GIVEN DATA:
__________________________________________________

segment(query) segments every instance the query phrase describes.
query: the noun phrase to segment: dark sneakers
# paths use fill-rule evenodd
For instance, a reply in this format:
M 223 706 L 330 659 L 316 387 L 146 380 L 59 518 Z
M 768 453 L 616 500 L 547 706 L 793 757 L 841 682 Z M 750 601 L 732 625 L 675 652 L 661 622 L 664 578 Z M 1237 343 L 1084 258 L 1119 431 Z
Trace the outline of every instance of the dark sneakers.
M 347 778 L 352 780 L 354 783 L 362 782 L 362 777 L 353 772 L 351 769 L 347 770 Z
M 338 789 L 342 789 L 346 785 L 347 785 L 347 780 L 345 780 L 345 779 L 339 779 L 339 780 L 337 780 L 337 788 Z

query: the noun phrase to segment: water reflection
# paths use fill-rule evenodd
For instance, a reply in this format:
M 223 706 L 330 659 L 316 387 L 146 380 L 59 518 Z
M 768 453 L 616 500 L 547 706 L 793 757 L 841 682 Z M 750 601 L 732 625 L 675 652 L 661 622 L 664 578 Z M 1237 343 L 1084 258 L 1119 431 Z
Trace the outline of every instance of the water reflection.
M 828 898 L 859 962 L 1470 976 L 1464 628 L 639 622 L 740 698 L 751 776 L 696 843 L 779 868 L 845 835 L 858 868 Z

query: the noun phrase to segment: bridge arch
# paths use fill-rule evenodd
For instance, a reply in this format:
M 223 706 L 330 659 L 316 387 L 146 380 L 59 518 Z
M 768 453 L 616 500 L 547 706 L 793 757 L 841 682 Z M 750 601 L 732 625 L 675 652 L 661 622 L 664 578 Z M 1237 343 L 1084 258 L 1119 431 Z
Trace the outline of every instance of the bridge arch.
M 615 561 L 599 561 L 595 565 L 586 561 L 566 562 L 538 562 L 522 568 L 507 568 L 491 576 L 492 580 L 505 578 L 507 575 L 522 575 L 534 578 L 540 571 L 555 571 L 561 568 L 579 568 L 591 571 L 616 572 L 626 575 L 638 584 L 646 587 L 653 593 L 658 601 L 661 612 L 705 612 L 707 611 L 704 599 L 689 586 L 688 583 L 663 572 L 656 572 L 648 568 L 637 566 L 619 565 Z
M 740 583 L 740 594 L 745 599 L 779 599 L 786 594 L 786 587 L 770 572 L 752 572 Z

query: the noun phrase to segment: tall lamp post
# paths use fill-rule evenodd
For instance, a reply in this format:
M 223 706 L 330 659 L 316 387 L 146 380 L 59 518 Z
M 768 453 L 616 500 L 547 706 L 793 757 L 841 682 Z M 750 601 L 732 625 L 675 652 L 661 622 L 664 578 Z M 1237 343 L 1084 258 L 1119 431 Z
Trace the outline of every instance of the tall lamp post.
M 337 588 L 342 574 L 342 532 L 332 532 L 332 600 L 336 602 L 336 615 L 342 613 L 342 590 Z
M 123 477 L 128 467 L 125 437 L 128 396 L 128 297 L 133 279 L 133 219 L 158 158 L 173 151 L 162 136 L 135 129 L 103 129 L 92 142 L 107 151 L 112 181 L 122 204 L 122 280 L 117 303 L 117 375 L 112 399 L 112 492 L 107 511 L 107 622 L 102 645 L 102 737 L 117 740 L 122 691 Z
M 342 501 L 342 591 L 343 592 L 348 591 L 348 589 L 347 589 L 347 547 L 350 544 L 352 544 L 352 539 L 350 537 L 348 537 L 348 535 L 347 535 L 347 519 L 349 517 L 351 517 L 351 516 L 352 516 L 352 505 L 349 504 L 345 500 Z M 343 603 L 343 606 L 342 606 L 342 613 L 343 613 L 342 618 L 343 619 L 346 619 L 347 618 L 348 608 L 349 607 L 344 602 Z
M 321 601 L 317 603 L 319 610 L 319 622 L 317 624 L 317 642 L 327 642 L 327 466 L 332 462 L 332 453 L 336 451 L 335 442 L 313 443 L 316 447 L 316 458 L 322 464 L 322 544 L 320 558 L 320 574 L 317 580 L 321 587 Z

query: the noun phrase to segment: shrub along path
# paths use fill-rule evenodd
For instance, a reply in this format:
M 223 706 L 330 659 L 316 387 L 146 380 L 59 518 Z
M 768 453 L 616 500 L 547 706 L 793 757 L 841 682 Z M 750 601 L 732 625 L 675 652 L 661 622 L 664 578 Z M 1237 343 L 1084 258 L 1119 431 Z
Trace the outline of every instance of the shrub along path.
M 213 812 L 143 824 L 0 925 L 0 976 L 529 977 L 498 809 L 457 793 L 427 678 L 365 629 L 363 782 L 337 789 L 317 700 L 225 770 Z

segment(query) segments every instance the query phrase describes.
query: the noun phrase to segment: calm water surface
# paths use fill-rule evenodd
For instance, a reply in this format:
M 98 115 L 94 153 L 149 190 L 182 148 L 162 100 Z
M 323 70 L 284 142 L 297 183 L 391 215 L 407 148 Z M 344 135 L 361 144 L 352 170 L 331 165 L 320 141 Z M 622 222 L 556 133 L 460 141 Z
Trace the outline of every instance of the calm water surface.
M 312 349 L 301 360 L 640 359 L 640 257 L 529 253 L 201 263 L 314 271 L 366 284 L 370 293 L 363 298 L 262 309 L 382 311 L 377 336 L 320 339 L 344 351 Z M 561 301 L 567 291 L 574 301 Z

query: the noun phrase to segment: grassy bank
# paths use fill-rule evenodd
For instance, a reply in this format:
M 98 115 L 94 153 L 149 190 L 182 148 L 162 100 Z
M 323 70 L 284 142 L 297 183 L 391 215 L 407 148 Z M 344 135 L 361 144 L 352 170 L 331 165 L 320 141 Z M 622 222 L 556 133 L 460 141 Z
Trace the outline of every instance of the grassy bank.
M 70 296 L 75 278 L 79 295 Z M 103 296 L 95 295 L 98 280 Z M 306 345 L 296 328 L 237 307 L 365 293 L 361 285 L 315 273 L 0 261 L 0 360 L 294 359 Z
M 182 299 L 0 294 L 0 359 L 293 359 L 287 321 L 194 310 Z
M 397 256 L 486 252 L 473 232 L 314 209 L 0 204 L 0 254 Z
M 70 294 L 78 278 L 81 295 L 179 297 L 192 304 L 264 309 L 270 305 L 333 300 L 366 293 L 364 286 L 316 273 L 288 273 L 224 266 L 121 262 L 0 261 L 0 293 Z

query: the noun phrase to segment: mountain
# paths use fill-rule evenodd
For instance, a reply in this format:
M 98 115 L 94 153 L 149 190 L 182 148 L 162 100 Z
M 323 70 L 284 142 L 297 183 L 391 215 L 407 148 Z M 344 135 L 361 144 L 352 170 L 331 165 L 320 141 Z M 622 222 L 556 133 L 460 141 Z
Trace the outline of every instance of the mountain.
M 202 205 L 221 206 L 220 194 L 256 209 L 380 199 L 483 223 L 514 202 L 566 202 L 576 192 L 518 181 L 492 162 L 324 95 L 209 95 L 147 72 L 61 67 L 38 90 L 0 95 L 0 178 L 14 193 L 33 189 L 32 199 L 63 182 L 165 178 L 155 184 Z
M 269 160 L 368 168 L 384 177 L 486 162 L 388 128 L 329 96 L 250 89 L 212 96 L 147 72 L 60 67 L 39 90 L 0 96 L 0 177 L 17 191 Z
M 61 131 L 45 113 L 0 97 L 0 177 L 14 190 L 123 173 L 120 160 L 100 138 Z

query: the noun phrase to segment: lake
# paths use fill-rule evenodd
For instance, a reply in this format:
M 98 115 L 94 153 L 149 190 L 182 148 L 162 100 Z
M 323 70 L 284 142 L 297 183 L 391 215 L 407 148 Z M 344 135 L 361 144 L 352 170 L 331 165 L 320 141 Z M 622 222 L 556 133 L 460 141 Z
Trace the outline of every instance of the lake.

__________________________________________________

PROBLEM DETAILS:
Reproduce every line of the listing above in which the string "noun" appears.

EXERCISE OUTPUT:
query: the noun phrase to segment: dark sneakers
query: the noun phrase to segment: water reflection
query: the noun phrase to segment: bridge arch
query: the noun phrase to segment: tall lamp post
query: the noun phrase to segment: shrub along path
query: the noun phrase to segment: calm water surface
query: the noun phrase to segment: grassy bank
query: the noun phrase to segment: mountain
query: the noun phrase to segment: lake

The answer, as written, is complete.